─── TEXT PROVIDED ───
This tutorial builds on what we learned in the Diffuse lighting tutorial and introduces thresholds on our lighting values to give our objects solid shading bands. This results in a non-realistic look, commonly seen in cartoonish 3D games.
Cel Shading
You’re probably seen cel-shading in popular games such as Jet Set Radio and The Legend of Zelda: The Wind Waker, both of which are pioneers of the aesthetic, and recent titles like the Borderlands franchise. The effect is characterised by hard shading with very little smoothing between lit and unlit sections of an object’s surface.
For this tutorial, we’ll be using the Diffuse shaders from the previous part as a base. Before we get started, we’ll need to make a few modifications to the surface shader variant. Much of the power and utility of surface shaders comes from the fact they can be used to specify surface properties and leave the lighting to Unity, but since we’re going to be manipulating lighting directly, we’ll need to build our own lighting model.
Surface Shader
Open Shaders/CelShadedSurf.shader. It’s currently the same as the finished DiffuseSurf shader we wrote in the last tutorial. However, we’ll need to write our own lighting model instead of using a built-in one.
Lighting Models
Right now, we’re using the Standard lighting model, which includes the SurfaceOutputStandard struct to hold its parameters. With our new lighting model, we won’t use that - instead we’ll use the more basic SurfaceOutput struct. To build a lighting model, we supply a function with a name beginning Lighting - the exact semantics we must use can be found here. We’ll write our shader to only interact with Unity’s forward rendering pipeline.
// Above the Input struct definition.
half4 LightingCel(SurfaceOutput s, half3 lightDir, half atten)
{
...
}
Since we called the function LightingCel, our lighting model is called Cel. To use this model, we’ll modify our #pragma directive that currently tells Unity to use the Standard lighting model.
#pragma surface surf Cel
We shall also make a minor tweak to the surf function to take a SurfaceOutput instead of a SurfaceOutputStandard.
void surf (Input IN, inout SurfaceOutput o)
...
───
● **OBJECTIVE A**:
Answer these from the cel shading tutorial, one line each:
(i) Which shader file does the tutorial open?
(ii) Which struct does the new lighting model use in place of SurfaceOutputStandard?
(iii) What is the lighting model called, given the name of its function?
● **OBJECTIVE B**:
Reproduce the part of the cel shading tutorial that opens with the words containing "Cel Shading" and closes with "an object’s surface.", keeping every character unchanged.
─── DATASET EXTRACT ───
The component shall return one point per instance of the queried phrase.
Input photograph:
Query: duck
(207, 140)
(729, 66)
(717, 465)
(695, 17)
───
─── DATASET EXTRACT ───
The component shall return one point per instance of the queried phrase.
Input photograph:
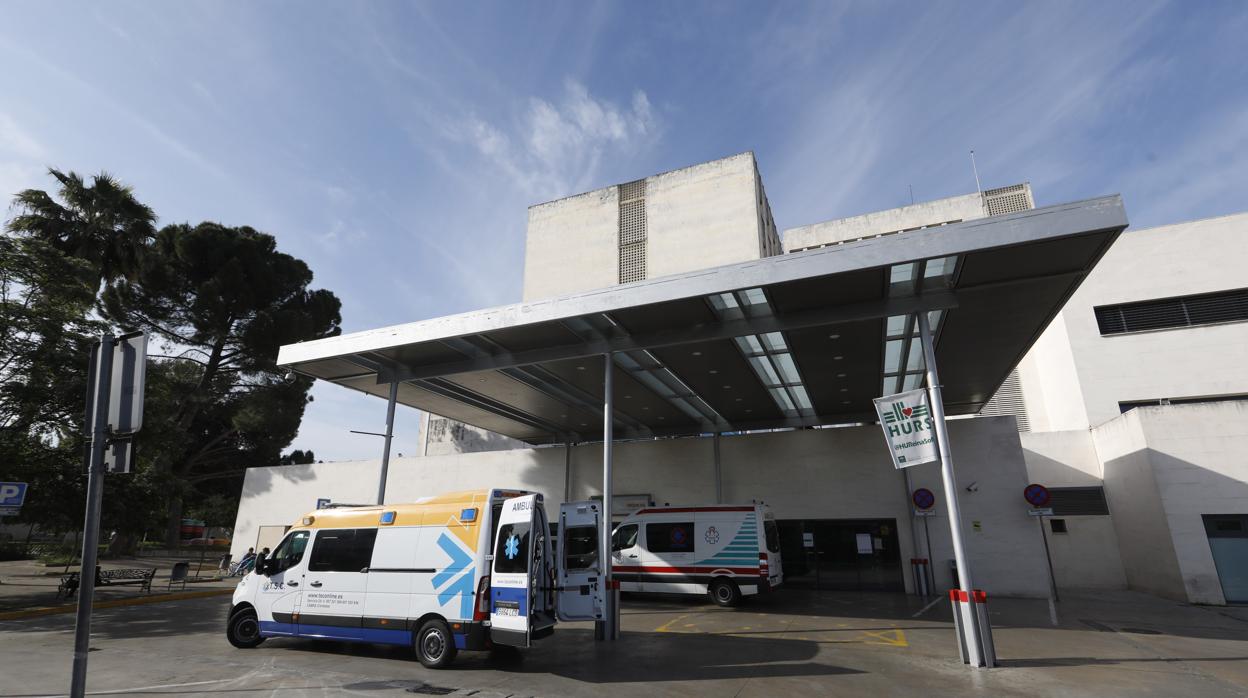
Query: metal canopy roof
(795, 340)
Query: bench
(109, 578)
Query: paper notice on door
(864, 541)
───
● **WRITTEN ANSWER A**:
(i) Shaders/CelShadedSurf.shader
(ii) SurfaceOutput
(iii) Cel

● **WRITTEN ANSWER B**:
Cel Shading
You’re probably seen cel-shading in popular games such as Jet Set Radio and The Legend of Zelda: The Wind Waker, both of which are pioneers of the aesthetic, and recent titles like the Borderlands franchise. The effect is characterised by hard shading with very little smoothing between lit and unlit sections of an object’s surface.